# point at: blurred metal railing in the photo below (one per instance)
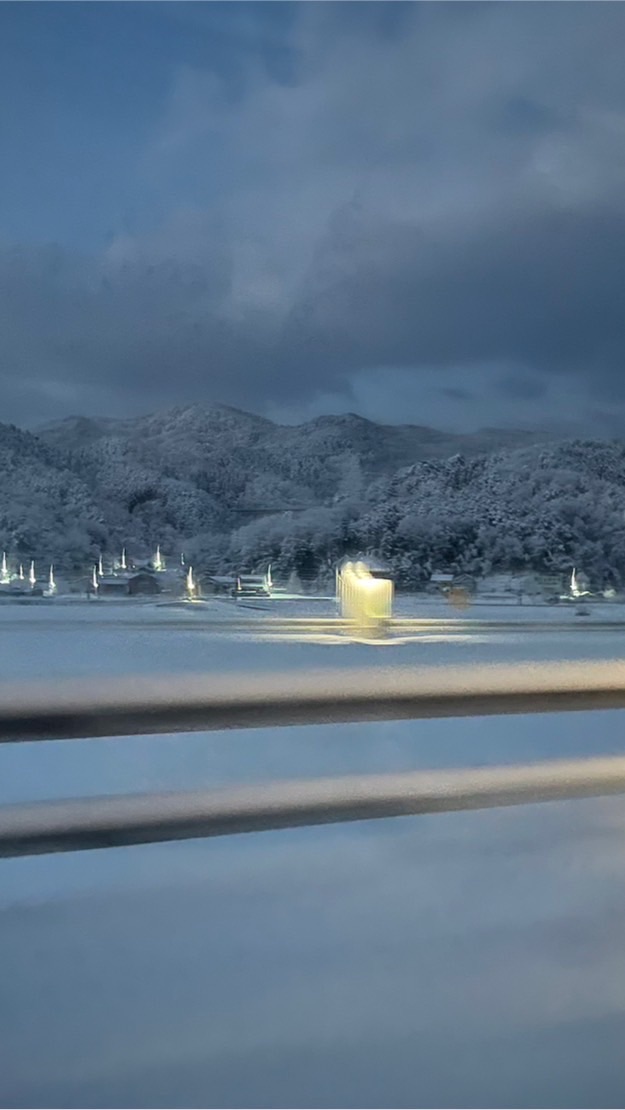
(81, 709)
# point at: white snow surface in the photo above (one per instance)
(470, 960)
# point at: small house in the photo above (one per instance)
(142, 583)
(111, 585)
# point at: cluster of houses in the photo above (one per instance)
(122, 578)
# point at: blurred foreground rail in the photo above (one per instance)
(82, 709)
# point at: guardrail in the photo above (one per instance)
(118, 707)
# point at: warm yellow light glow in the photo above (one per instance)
(363, 598)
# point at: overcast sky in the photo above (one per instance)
(411, 211)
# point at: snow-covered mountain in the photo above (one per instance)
(542, 507)
(233, 488)
(201, 467)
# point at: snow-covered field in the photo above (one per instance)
(466, 960)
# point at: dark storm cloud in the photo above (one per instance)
(429, 192)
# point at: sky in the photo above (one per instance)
(410, 211)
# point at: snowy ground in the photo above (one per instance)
(467, 960)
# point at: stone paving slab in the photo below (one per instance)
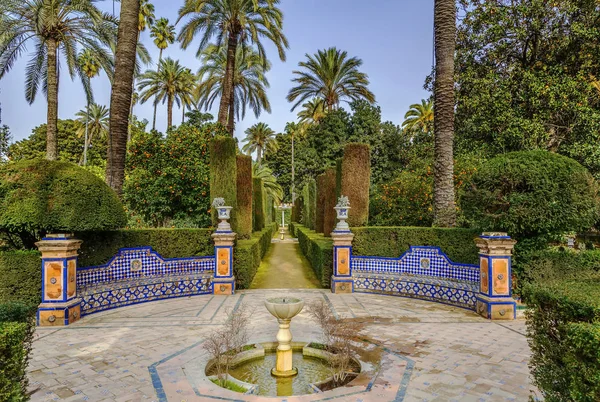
(150, 352)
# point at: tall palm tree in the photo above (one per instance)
(259, 138)
(443, 92)
(171, 83)
(419, 117)
(51, 29)
(164, 35)
(233, 23)
(94, 124)
(331, 76)
(122, 88)
(249, 81)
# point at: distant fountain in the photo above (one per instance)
(284, 309)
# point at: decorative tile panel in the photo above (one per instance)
(419, 261)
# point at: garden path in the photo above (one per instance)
(284, 267)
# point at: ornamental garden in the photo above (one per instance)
(448, 256)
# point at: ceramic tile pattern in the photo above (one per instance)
(153, 351)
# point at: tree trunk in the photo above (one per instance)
(122, 88)
(445, 43)
(52, 118)
(155, 100)
(231, 118)
(169, 111)
(228, 84)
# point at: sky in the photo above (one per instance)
(392, 37)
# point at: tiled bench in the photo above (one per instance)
(454, 292)
(111, 295)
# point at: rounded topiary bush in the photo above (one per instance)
(532, 195)
(39, 196)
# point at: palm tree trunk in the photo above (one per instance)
(122, 88)
(169, 111)
(445, 44)
(52, 118)
(155, 103)
(228, 84)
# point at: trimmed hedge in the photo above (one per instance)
(223, 174)
(329, 214)
(457, 243)
(99, 247)
(563, 328)
(244, 196)
(318, 250)
(249, 253)
(21, 277)
(356, 182)
(40, 196)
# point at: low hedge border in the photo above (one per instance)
(318, 249)
(99, 247)
(563, 329)
(249, 253)
(457, 243)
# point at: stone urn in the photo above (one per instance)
(342, 215)
(284, 309)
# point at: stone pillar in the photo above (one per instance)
(341, 281)
(494, 300)
(60, 305)
(224, 281)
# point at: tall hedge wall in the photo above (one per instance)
(317, 249)
(21, 277)
(223, 174)
(320, 210)
(356, 181)
(248, 254)
(99, 247)
(244, 196)
(457, 243)
(258, 207)
(329, 196)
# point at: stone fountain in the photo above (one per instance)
(284, 309)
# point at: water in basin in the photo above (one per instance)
(258, 372)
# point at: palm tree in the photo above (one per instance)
(331, 76)
(94, 124)
(272, 188)
(419, 117)
(249, 82)
(259, 138)
(122, 88)
(164, 35)
(172, 82)
(52, 28)
(233, 23)
(443, 92)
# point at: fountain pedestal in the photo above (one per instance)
(284, 309)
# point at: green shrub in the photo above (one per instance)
(564, 336)
(457, 243)
(99, 247)
(40, 196)
(535, 196)
(356, 181)
(21, 277)
(223, 174)
(249, 253)
(15, 345)
(318, 250)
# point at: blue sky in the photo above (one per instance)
(392, 37)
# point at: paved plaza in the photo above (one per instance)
(419, 351)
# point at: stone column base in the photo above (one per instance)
(224, 286)
(342, 284)
(504, 308)
(59, 314)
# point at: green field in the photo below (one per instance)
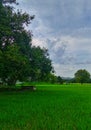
(50, 107)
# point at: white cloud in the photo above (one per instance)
(64, 27)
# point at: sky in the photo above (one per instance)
(64, 28)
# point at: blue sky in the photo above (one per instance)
(64, 27)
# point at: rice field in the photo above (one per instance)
(50, 107)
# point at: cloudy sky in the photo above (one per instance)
(64, 27)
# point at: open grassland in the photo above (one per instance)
(51, 107)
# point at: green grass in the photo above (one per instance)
(51, 107)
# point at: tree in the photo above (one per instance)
(14, 45)
(18, 59)
(82, 76)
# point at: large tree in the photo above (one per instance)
(82, 76)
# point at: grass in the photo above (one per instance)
(51, 107)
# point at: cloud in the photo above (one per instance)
(64, 27)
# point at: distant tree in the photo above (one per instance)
(82, 76)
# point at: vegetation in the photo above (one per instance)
(51, 107)
(19, 60)
(82, 76)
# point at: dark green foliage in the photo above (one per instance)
(18, 59)
(82, 76)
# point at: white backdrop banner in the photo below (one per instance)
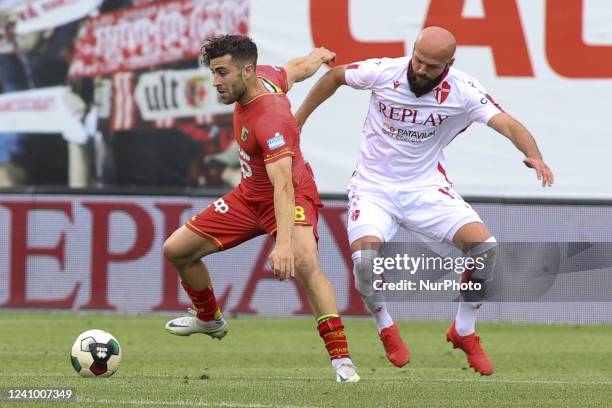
(43, 110)
(548, 63)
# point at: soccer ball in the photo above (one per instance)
(96, 353)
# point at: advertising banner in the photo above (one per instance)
(43, 110)
(153, 34)
(105, 252)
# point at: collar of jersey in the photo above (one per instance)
(266, 93)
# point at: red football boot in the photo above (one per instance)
(397, 352)
(470, 344)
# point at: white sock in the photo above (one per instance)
(337, 361)
(377, 305)
(465, 321)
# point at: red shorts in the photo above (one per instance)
(232, 219)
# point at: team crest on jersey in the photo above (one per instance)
(442, 92)
(244, 134)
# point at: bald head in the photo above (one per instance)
(436, 44)
(433, 54)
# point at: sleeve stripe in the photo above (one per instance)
(279, 154)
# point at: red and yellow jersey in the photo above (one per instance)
(266, 131)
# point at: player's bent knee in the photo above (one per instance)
(486, 254)
(362, 270)
(171, 250)
(307, 267)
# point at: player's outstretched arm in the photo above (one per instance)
(522, 139)
(281, 257)
(323, 89)
(301, 68)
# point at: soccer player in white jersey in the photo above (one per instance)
(418, 105)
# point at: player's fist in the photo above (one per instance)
(282, 262)
(325, 55)
(542, 170)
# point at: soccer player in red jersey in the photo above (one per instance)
(277, 195)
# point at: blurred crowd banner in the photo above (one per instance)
(79, 252)
(150, 117)
(153, 34)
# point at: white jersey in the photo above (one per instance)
(404, 135)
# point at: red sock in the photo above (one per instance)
(204, 302)
(331, 331)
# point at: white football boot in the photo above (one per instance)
(347, 372)
(188, 325)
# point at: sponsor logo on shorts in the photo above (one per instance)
(277, 141)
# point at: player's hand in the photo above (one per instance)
(542, 170)
(282, 262)
(326, 55)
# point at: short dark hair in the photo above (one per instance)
(240, 47)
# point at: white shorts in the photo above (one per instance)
(432, 214)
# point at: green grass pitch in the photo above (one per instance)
(269, 362)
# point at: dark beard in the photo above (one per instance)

## Requirement
The answer must be exactly the lines from the one containing "# point at: red sock" through the final line of the data, both ends included, and nothing else.

## Completed task
# point at: red sock in the photo above (one per instance)
(204, 302)
(331, 331)
# point at: white football boot in the photo above (one per instance)
(347, 372)
(188, 325)
# point at: sponsor logo on shorts in the photo above (one per instance)
(277, 141)
# point at: player's hand in the photo above (one per instance)
(542, 170)
(282, 262)
(326, 55)
# point at: short dark hair in the photo above (one per instance)
(240, 47)
# point at: white shorts in the photo above (one per instance)
(432, 214)
# point at: green grass pitch in the photo above (one per instance)
(269, 362)
# point at: dark beard in the photo above (one per instance)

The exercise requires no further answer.